• _The problem_
Print all of the data exactly.

▬▬▬▬▬▬

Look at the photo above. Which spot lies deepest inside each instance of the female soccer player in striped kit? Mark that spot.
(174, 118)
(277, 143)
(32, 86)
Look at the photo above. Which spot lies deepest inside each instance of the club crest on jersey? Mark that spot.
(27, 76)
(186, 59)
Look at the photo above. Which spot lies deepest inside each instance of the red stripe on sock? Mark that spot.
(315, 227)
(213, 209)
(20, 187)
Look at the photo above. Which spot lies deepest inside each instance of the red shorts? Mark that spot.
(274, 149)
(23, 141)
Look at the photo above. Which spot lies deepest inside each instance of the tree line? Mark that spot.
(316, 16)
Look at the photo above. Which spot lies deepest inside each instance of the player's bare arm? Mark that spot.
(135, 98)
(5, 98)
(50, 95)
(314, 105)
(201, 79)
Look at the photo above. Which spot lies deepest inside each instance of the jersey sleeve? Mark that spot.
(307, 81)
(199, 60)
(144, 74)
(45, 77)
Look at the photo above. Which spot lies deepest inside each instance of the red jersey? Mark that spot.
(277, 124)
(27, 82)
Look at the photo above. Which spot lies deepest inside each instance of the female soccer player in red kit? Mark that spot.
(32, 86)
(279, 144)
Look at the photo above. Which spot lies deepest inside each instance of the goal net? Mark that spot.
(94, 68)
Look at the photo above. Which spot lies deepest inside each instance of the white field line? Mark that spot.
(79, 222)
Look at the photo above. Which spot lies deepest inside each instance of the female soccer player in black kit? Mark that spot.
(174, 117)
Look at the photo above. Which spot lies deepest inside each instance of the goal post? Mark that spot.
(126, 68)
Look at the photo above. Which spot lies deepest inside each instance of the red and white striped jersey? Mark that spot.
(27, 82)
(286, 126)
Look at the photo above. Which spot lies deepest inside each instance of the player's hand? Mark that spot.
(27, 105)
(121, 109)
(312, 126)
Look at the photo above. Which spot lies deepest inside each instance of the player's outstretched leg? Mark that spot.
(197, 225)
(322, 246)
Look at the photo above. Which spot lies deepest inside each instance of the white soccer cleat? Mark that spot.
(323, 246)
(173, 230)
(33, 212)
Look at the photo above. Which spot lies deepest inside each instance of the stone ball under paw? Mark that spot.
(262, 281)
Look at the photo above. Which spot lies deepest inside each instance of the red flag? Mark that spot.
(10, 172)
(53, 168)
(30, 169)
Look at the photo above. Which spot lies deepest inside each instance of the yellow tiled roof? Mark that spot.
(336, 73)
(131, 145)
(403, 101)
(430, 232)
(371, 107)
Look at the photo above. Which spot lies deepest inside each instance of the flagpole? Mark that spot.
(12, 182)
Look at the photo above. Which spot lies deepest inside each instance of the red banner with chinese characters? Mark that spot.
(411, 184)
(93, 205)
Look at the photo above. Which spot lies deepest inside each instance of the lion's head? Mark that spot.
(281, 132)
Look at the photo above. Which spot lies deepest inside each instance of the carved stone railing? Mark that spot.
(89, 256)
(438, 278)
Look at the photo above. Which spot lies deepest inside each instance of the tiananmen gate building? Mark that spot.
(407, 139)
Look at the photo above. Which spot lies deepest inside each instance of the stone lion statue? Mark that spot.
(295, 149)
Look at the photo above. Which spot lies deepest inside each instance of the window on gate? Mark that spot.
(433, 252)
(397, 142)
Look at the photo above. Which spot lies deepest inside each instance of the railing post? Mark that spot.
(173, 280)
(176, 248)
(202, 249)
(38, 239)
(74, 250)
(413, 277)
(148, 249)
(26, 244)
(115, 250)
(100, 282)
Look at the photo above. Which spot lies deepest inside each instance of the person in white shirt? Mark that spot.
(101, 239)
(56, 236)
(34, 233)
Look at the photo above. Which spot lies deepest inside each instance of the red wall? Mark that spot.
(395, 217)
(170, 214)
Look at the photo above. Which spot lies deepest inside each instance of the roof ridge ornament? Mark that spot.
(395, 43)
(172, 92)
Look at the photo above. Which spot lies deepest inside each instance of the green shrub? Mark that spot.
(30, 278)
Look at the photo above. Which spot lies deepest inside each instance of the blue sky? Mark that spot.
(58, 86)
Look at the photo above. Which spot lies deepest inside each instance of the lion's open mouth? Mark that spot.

▬▬▬▬▬▬

• _Expected answer_
Look at the photo above. Which spot lies deepest inside each instance of the female soccer player in striped kit? Mark that spot.
(174, 118)
(277, 143)
(32, 86)
Look at the photo above. Which spot lies deepest inside each instance of the club crest on jersey? Mark that spot.
(27, 76)
(186, 59)
Look at the photo above. Which spot lies deepest inside each instance of the red stripe on sock? Mark that spot.
(315, 227)
(213, 209)
(20, 187)
Look at the photo above. Which spot lies deepest inside each instance of the red shorts? Mark that spot.
(274, 149)
(23, 141)
Look at the photo above. Which spot lies deepest inside each instance of the tree line? Mark that spot.
(316, 16)
Look at the photo above. Which spot lies deepest inside each instance of the player's bare arm? Mark that spot.
(135, 98)
(5, 98)
(50, 95)
(314, 105)
(201, 79)
Look at the photo above. Which spot lies deepest inside each instance of the jersey sleeve? Mark that spot.
(307, 81)
(199, 60)
(144, 74)
(45, 77)
Look at the photo above. Which spot lies deepest inside each instance of the red jersey? Mark that spot.
(277, 124)
(27, 82)
Look at the photo above. Which spot lies deepest inside each instance of the female soccer player in red kit? Mark that spot.
(32, 86)
(279, 144)
Look at the photo above. Which spot lies deepest inside each instance of the goal net? Mark that spot.
(94, 68)
Look at the photo above. Which spot lies deepest inside each instance of the white field line? Mark that spot.
(79, 222)
Look at the photo above. Which spot lies deepest inside each instance of the female soccer player in black kit? Mark that spot.
(174, 117)
Look at the photo above. Which spot lies deepest inside each instance of the goal post? Mark that spot.
(126, 68)
Look at the photo above. Which spot lies deepest inside each instance of the red and white striped jersey? Mark that spot.
(27, 82)
(286, 126)
Look at the photo above. Which spot lies deepest inside each instance of the player's hand? Mark that spot.
(27, 105)
(121, 109)
(312, 126)
Look at the photo above. Which spot lies deepest inside each instance of the player's outstretched leg? Mark that spot.
(197, 225)
(322, 246)
Look at the photo above. Which spot lies deepest inside each instance of the white soccer cleat? Mark that spot.
(323, 246)
(173, 230)
(33, 212)
Look at the photo above. Which spot lies deepest inside each instance of the stone ball under paw? Mark that spot.
(262, 281)
Look at the photo above. Which spot lies deepest inside each instance of the red flag? Mark that spot.
(10, 172)
(53, 168)
(30, 169)
Look at the photo above. Which spot lies deepest inside each instance of the yellow tiled roof? Mark that spot.
(336, 73)
(131, 145)
(403, 101)
(430, 232)
(371, 107)
Look at the photo above. Which spot lies deepest inside each instance of the flagpole? Mark that spot.
(12, 182)
Look at the photo above. Which spot lies deepest inside each instance of the red banner with chinese characters? Mark that spot.
(411, 184)
(93, 205)
Look at the photo above. Which spot lies deepest inside each instance of the lion's head? Mark that spot.
(281, 132)
Look at the photo above. Which spot lies deepest inside each instance of the carved stone railing? Mark that spot.
(89, 256)
(438, 278)
Look at the photo above. Which spot lies deepest inside each instance of the tiananmen gate building? Mark that spot.
(407, 139)
Look at the photo above. Which spot lies deepest inside each instance of the stone lion statue? Mark that spot.
(295, 149)
Look at the photo above. Which spot lies deepest inside each instance of the window on gate? Mark that spot.
(433, 252)
(397, 142)
Look at the photo above. Which spot lies deepest inside each instance of the railing post? Mark that spot.
(173, 280)
(176, 248)
(202, 249)
(38, 239)
(74, 250)
(413, 277)
(148, 249)
(26, 244)
(115, 250)
(100, 282)
Look at the photo above. Which spot lies deepest inside each instance of the person in white shirt? Mark that spot.
(101, 239)
(56, 236)
(34, 233)
Look at the photo above. Which spot lies deepest inside each instance of the red wall? Mark that spot.
(395, 217)
(170, 214)
Look at the photo above. Which spot lies deepest inside each instance of the roof ridge ornament? Mark that spot.
(395, 43)
(172, 92)
Look at the photo above. Which spot lies deepest inside each instance of the green shrub? Mark that spot.
(30, 278)
Look at the photo above. Which spot lies deepest inside each instance of the blue sky? Mark that spot.
(58, 86)
Look at the photo above. Which spot lies deepest inside each instance of the lion's open mouth? Mark that spot.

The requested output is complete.